*CONSIGNE 1*. Dans le texte sur le gouvernement Borne, pourquoi chaque ministère doit-il construire sa propre feuille de route ? Expliquez-le en une à trois phrases.

*TEXTE FOURNI*.

────────────────

Le 20 mai 2022, la composition du gouvernement Borne était révélée. Le président de la République a choisi d’opérer des changements majeurs par rapport à son mandat précédent, avec une équipe resserrée. En choisissant Elisabeth Borne comme première ministre, ingénieure diplômée de Polytechnique et de l’Ecole nationale des ponts et chaussées et ancienne ministre de la Transition Ecologique, Emmanuel Macron a choisi d’envoyer un signal fort : le changement climatique sera au cœur de la politique nationale. Une politique rationnelle, menée par une femme avec un profil plus technique que politique.
Une Première ministre en charge de la planification écologique
Emmanuel Macron s'est engagé à faire du changement climatique un enjeu de tous les ministères, en confiant cette responsabilité au premier ministre. Le président réélu a choisi de créer un secrétariat général en charge de la planification, sous l’autorité de la première ministre Elisabeth Borne. A la tête de ce nouveau secrétariat, nous retrouvons Antoine Pellion, passé sous les radars médiatiques, qui évolue pourtant depuis 7 ans dans le monde politique. Ingénieur des Mines, il est devenu conseiller environnement, énergie et transport du président Emmanuel Macron au lendemain de son élection en 2017 avant de devenir chef du pôle Environnement, Agriculture, Transports, Logement, Energie et Mer au cabinet du premier ministre sous le gouvernement Castex.
Chaque ministère a comme mission de construire sa propre feuille de route afin d’appliquer la stratégie écologique nationale dans chaque secteur. Le secrétariat général d’Antoine Pellion aura pour objectif de s’assurer de l’exécution de ces mesures et de l’appréciation de leur efficacité. Il coordonne la planification écologique à grande échelle sous l’autorité de la première ministre, soutenue par deux ministères que Emmanuel Macron voulait « forts », à savoir : le ministère de la Transition Ecologique et le nouveau ministère de la Transition Energétique.

────────────────

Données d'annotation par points
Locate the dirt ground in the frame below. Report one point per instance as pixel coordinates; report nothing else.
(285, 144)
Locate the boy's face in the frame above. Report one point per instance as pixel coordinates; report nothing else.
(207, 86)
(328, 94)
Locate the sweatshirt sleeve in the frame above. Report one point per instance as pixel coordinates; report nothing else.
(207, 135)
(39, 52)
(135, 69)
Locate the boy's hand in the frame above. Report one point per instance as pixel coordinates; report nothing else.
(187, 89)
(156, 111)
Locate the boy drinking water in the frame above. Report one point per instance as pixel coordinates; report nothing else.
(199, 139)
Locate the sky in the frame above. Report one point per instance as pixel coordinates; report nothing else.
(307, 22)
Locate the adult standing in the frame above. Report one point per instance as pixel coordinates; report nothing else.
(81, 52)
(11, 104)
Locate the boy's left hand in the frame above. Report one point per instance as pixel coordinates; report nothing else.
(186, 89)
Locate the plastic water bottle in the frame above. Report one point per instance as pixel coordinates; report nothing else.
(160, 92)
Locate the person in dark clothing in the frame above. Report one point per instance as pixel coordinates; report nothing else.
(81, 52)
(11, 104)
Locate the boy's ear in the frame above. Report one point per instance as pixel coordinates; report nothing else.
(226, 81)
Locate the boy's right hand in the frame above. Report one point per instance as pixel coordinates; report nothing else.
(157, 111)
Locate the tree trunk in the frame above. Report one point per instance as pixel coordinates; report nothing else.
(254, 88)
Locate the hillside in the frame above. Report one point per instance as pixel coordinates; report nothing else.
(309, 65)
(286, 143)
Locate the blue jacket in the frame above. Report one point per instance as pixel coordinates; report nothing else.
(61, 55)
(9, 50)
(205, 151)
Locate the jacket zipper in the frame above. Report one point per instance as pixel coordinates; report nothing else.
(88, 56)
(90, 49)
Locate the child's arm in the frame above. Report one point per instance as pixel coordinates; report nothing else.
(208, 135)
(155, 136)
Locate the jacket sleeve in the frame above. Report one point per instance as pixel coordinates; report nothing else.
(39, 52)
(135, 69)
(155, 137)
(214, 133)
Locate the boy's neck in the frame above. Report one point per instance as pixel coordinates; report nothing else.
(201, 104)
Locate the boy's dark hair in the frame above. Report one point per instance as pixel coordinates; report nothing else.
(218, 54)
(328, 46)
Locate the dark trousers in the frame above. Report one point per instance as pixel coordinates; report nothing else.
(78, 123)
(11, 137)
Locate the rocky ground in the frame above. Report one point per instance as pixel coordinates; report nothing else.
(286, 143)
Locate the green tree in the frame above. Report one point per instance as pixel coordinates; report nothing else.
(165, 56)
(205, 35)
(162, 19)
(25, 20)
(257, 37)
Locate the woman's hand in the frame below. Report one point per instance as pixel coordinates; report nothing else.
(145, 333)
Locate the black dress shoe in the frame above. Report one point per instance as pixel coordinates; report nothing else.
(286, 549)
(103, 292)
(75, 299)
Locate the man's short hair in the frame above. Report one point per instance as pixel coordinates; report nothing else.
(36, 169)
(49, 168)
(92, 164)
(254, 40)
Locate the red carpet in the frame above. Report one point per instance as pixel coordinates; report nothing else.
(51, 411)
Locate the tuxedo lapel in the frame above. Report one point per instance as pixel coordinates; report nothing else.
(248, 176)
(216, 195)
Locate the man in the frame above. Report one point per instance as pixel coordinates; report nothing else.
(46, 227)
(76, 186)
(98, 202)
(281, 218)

────────────────

*CONSIGNE 2*. Recopiez fidèlement le passage de la liste qui va de la ligne contenant « Locate the green » jusqu'à la fin de la liste, cette première ligne et la dernière incluses.

*RÉPONSE RÉDIGÉE 1*. Chaque ministère construit sa propre feuille de route afin d'appliquer la stratégie écologique nationale dans chaque secteur.

*RÉPONSE RÉDIGÉE 2*.
Locate the green tree in the frame above. Report one point per instance as pixel coordinates; report nothing else.
(165, 56)
(205, 35)
(162, 19)
(25, 20)
(257, 37)
Locate the woman's hand in the frame below. Report one point per instance as pixel coordinates; report nothing else.
(145, 333)
Locate the black dress shoe in the frame above. Report one point per instance as pixel coordinates; report nothing else.
(286, 549)
(103, 292)
(75, 299)
Locate the man's short hair in the frame above. Report one point per instance as pixel coordinates; report nothing else.
(36, 169)
(49, 168)
(92, 164)
(254, 40)
Locate the red carpet in the frame above. Report one point per instance as pixel coordinates; report nothing else.
(51, 411)
Locate the tuxedo lapel in the frame above. Report one point per instance as pixel coordinates; report nothing else.
(248, 176)
(216, 195)
Locate the man in the frame above. Report one point per instance as pixel coordinates; report nothing else.
(46, 227)
(76, 186)
(98, 202)
(281, 218)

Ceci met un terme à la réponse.